* BEGIN Rows *

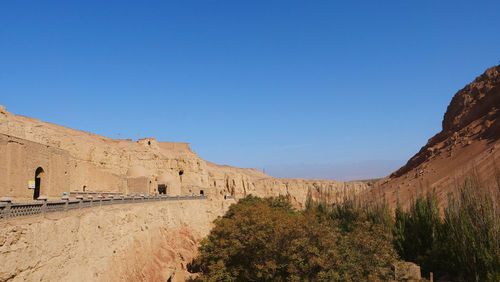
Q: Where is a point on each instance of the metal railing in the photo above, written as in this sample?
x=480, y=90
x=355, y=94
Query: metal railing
x=9, y=209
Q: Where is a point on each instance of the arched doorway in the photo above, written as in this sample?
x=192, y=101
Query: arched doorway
x=38, y=182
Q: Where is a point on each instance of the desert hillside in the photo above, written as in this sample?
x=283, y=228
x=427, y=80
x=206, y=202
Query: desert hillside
x=79, y=161
x=467, y=144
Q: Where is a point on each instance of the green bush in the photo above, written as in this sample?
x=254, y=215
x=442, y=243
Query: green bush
x=267, y=240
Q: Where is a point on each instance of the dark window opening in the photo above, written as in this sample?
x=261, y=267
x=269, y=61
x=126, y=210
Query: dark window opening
x=38, y=182
x=162, y=189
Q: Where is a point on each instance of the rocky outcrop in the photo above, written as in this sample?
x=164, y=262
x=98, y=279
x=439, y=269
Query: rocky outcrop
x=468, y=144
x=472, y=115
x=131, y=242
x=95, y=163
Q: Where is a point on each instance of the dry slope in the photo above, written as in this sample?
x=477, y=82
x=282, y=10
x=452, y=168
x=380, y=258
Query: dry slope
x=468, y=141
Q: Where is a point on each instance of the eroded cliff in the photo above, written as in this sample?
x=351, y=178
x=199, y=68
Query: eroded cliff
x=131, y=242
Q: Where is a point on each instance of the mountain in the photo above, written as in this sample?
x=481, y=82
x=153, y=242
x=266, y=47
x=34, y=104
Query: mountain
x=467, y=145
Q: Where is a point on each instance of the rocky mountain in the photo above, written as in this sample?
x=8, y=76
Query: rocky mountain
x=467, y=144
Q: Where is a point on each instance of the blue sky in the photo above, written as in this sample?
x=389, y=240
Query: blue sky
x=302, y=88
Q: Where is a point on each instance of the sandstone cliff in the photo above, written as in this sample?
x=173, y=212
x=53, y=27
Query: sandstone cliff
x=85, y=161
x=468, y=143
x=132, y=242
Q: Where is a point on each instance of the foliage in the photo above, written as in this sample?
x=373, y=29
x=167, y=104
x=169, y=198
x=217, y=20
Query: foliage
x=266, y=239
x=464, y=244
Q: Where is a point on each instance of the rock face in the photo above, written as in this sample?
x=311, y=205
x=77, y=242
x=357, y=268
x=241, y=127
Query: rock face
x=131, y=242
x=73, y=160
x=136, y=242
x=467, y=143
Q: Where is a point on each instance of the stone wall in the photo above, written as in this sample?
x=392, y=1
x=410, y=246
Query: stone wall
x=132, y=242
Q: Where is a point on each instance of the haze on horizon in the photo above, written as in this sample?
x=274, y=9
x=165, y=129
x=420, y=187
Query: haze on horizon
x=338, y=90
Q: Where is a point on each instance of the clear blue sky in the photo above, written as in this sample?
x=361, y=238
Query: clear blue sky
x=264, y=84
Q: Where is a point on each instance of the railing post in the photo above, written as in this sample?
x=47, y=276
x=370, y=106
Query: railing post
x=66, y=204
x=6, y=210
x=80, y=201
x=44, y=203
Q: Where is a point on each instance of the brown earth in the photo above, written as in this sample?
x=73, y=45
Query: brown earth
x=468, y=145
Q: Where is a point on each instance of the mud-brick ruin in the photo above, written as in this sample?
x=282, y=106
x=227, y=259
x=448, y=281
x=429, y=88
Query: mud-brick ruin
x=39, y=158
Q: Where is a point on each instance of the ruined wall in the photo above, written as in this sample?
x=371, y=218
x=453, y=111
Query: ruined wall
x=103, y=164
x=19, y=160
x=132, y=242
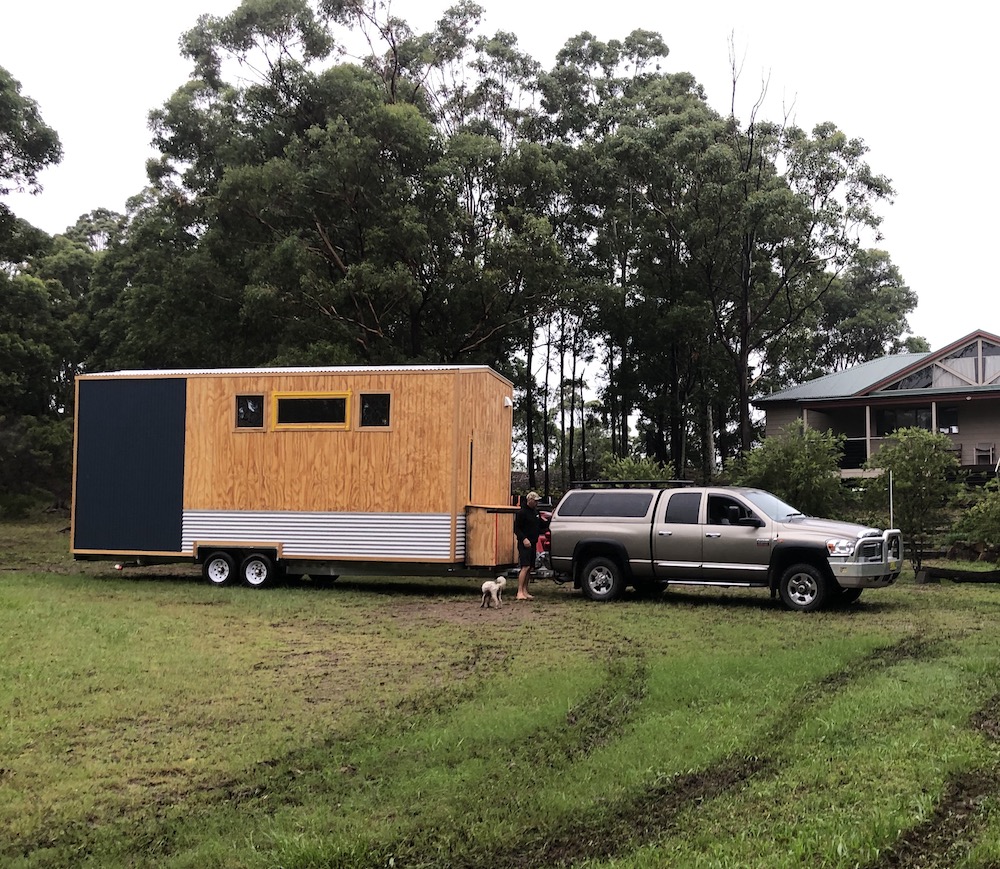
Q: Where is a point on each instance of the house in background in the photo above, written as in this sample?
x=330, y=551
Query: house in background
x=955, y=391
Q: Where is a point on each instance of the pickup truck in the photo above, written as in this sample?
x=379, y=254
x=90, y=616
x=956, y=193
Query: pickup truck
x=605, y=539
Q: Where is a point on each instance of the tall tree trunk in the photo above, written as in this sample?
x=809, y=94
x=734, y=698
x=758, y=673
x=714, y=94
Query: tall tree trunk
x=529, y=405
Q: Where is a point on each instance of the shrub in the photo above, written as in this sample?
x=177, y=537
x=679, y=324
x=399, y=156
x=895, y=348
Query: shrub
x=799, y=465
x=979, y=524
x=921, y=468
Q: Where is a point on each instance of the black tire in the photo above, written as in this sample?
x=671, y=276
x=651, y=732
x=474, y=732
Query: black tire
x=848, y=595
x=219, y=568
x=803, y=588
x=258, y=571
x=602, y=579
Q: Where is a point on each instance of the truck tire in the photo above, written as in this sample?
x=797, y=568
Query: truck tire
x=803, y=588
x=602, y=579
x=219, y=568
x=258, y=570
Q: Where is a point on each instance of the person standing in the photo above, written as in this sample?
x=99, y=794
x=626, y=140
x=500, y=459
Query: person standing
x=527, y=530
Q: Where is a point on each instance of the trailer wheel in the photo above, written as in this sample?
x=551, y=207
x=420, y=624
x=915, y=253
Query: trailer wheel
x=258, y=570
x=219, y=568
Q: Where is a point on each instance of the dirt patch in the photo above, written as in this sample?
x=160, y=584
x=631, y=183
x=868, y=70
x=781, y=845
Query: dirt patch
x=943, y=839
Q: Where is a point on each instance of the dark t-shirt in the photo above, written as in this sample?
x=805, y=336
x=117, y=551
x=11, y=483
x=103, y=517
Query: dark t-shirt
x=527, y=523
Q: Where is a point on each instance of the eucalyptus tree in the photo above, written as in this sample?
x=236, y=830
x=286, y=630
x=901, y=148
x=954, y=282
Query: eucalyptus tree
x=785, y=214
x=359, y=212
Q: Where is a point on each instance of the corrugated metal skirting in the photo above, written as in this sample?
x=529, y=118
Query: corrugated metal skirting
x=332, y=535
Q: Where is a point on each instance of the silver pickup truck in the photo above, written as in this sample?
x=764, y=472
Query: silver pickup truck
x=605, y=539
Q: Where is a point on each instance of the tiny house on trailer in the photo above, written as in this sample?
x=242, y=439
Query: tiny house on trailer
x=252, y=473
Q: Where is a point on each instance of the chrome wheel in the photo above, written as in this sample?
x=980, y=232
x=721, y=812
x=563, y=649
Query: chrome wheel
x=219, y=568
x=803, y=588
x=257, y=570
x=602, y=579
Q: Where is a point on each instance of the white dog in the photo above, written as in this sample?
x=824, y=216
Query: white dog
x=493, y=591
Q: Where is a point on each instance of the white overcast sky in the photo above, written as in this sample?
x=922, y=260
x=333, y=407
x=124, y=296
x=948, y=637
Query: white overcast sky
x=917, y=82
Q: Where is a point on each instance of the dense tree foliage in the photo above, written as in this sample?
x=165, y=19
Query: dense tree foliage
x=637, y=262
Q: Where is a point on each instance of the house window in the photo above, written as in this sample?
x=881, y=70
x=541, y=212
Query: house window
x=250, y=411
x=374, y=410
x=948, y=420
x=888, y=419
x=298, y=410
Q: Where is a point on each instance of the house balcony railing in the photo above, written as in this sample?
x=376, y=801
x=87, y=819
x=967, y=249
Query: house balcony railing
x=856, y=453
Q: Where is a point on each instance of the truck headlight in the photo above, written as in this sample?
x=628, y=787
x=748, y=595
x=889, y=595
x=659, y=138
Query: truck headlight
x=839, y=546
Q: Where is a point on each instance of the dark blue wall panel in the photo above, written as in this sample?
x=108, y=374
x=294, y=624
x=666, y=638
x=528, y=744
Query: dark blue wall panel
x=130, y=464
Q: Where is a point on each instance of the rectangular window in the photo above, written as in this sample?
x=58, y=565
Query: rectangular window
x=374, y=410
x=600, y=503
x=297, y=410
x=250, y=411
x=683, y=508
x=888, y=419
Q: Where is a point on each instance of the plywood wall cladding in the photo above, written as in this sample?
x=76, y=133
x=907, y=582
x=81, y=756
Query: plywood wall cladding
x=419, y=464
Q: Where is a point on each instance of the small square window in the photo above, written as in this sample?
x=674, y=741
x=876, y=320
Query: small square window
x=249, y=411
x=374, y=410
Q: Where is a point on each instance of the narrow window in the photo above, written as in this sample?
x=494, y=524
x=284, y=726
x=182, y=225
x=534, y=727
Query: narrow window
x=249, y=411
x=374, y=410
x=309, y=410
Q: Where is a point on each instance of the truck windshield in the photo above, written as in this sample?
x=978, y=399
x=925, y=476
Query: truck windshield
x=772, y=505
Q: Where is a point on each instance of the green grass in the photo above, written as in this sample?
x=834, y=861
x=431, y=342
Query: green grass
x=149, y=719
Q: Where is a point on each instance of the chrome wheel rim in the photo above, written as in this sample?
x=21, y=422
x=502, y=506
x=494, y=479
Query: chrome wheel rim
x=802, y=589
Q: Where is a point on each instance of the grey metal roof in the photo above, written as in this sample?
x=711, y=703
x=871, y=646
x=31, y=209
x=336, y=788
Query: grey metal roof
x=844, y=384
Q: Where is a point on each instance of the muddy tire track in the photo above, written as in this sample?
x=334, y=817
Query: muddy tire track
x=961, y=813
x=615, y=828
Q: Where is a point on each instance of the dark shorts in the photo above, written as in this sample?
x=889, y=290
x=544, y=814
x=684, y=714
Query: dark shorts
x=525, y=554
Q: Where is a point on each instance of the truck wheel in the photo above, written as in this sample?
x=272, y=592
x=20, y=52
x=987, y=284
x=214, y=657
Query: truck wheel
x=848, y=595
x=258, y=570
x=602, y=579
x=219, y=568
x=803, y=588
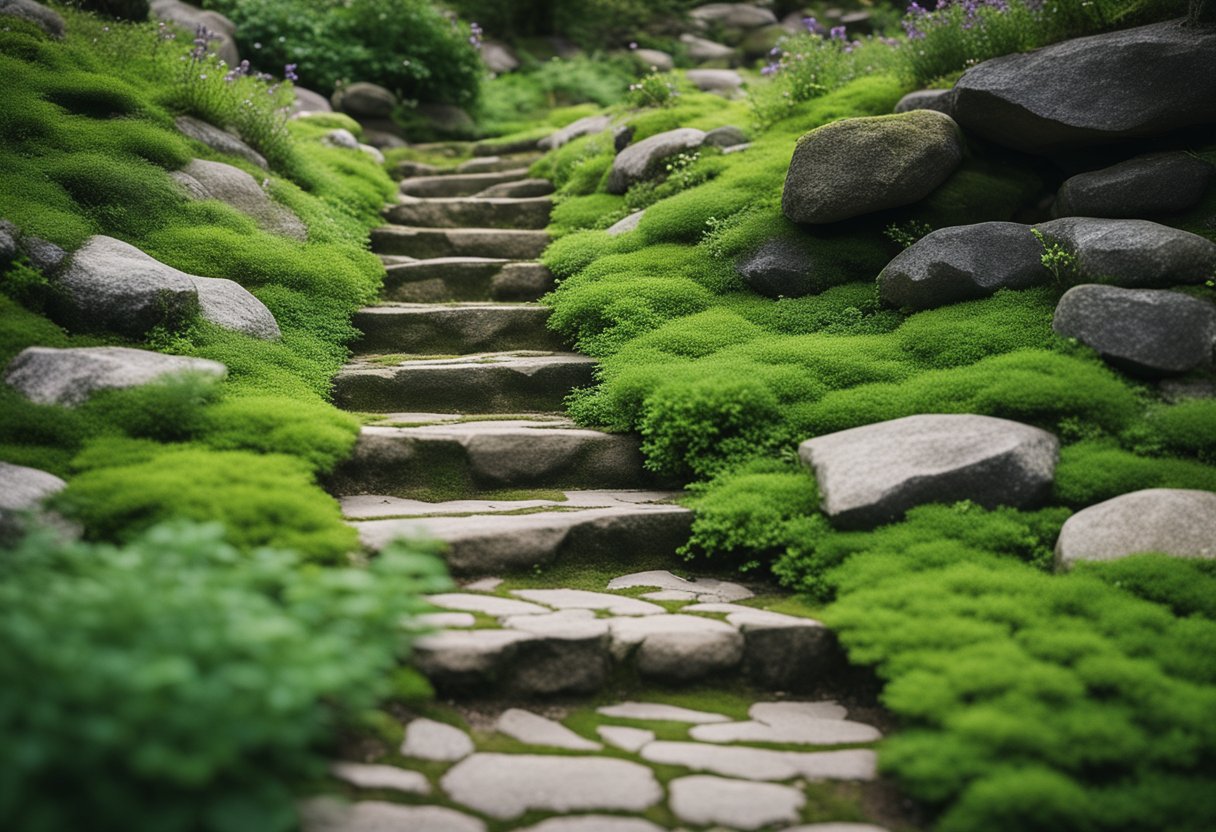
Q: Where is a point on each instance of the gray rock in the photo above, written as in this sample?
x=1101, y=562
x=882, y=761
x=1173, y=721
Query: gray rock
x=69, y=376
x=584, y=127
x=1149, y=332
x=940, y=100
x=1142, y=82
x=506, y=786
x=1144, y=186
x=645, y=159
x=1164, y=521
x=653, y=58
x=963, y=263
x=219, y=140
x=722, y=82
x=872, y=474
x=707, y=800
x=1133, y=253
x=726, y=136
x=215, y=180
x=364, y=100
x=859, y=166
x=778, y=269
x=428, y=740
x=37, y=13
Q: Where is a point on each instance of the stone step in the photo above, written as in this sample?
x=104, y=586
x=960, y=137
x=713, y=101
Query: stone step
x=454, y=185
x=487, y=383
x=459, y=329
x=469, y=457
x=454, y=279
x=483, y=538
x=421, y=242
x=471, y=212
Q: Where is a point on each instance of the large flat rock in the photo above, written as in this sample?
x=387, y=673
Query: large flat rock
x=872, y=474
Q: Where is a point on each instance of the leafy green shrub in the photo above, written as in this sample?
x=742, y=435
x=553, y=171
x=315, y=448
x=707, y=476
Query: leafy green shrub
x=176, y=685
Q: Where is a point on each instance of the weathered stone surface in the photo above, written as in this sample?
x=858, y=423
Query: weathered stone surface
x=735, y=804
x=506, y=786
x=69, y=376
x=940, y=100
x=428, y=740
x=1076, y=93
x=584, y=127
x=535, y=730
x=963, y=263
x=643, y=159
x=763, y=763
x=35, y=12
x=1133, y=253
x=626, y=738
x=722, y=82
x=778, y=269
x=859, y=166
x=663, y=713
x=872, y=474
x=1144, y=186
x=331, y=815
x=215, y=180
x=1165, y=521
x=364, y=100
x=219, y=140
x=677, y=647
x=361, y=775
x=1149, y=332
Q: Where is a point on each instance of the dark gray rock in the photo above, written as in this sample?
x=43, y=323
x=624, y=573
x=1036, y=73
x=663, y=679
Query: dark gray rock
x=940, y=100
x=778, y=269
x=872, y=474
x=1133, y=253
x=37, y=13
x=1146, y=186
x=643, y=159
x=219, y=140
x=1149, y=332
x=1142, y=82
x=859, y=166
x=364, y=100
x=726, y=136
x=69, y=376
x=963, y=263
x=1164, y=521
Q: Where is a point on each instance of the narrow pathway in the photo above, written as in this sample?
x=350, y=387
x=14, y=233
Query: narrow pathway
x=585, y=686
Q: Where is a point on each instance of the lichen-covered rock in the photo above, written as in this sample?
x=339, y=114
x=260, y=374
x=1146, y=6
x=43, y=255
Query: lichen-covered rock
x=859, y=166
x=1144, y=186
x=1142, y=82
x=69, y=376
x=643, y=159
x=1149, y=332
x=1164, y=521
x=963, y=263
x=1132, y=253
x=872, y=474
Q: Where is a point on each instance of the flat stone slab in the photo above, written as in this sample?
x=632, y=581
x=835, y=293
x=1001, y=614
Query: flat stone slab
x=872, y=474
x=428, y=740
x=763, y=763
x=535, y=730
x=69, y=376
x=702, y=589
x=480, y=383
x=506, y=786
x=735, y=804
x=660, y=713
x=362, y=775
x=1167, y=521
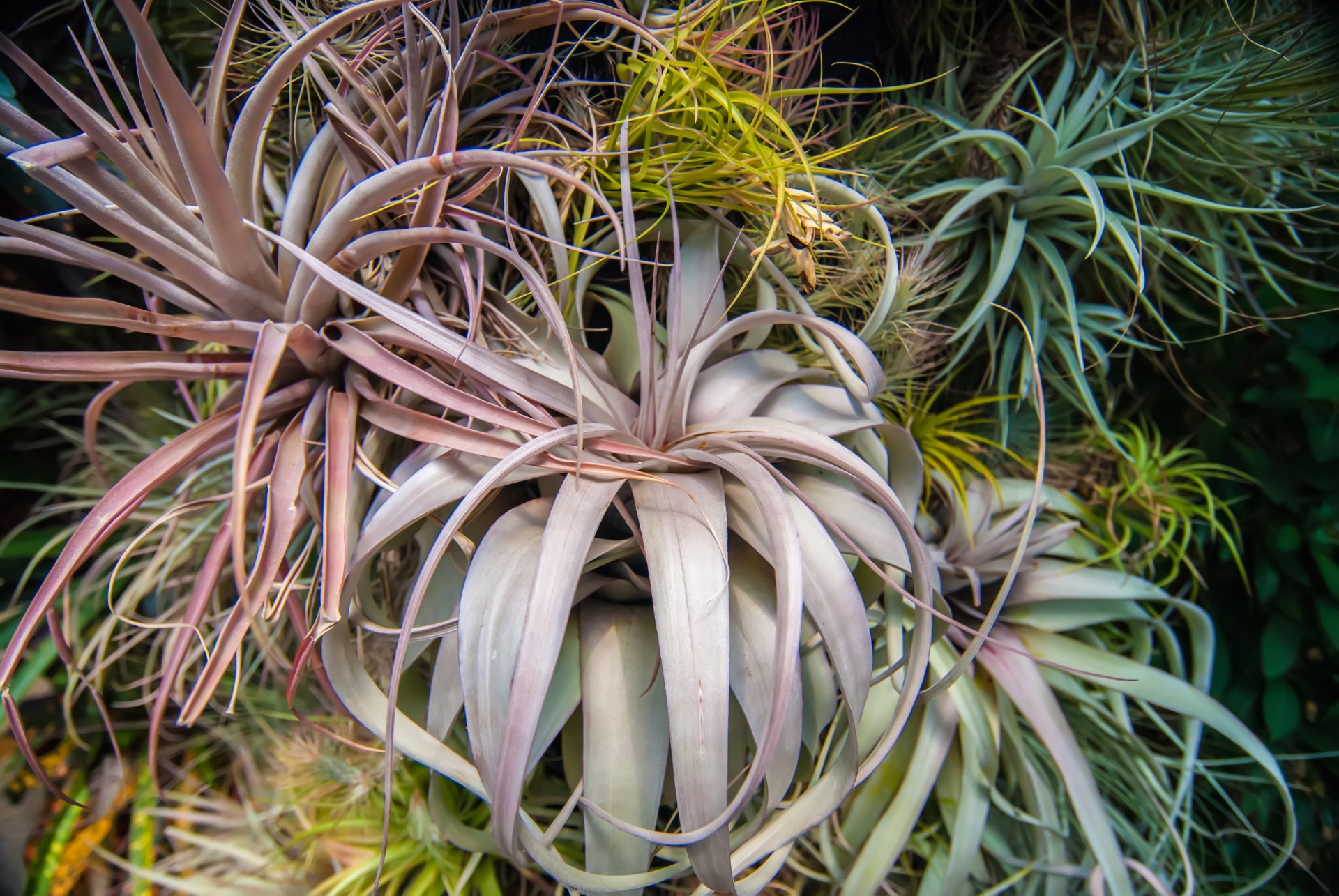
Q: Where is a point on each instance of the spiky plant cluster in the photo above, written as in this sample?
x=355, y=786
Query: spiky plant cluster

* END Rows *

▸ **Written exercise**: Output the lines of the data from the one containing "Q: Where is a point on each instance of the leafy" through the one containing "x=176, y=685" as a JSON list of strings, one string per line, with both of those lines included and blank lines omitted.

▸ **Response for this exercise**:
[
  "Q: Where is a point on each instance of the leafy green shrub in the photo above, written as in this sample?",
  "x=742, y=435",
  "x=553, y=171",
  "x=315, y=448",
  "x=707, y=476",
  "Query: leafy green shrub",
  "x=176, y=685"
]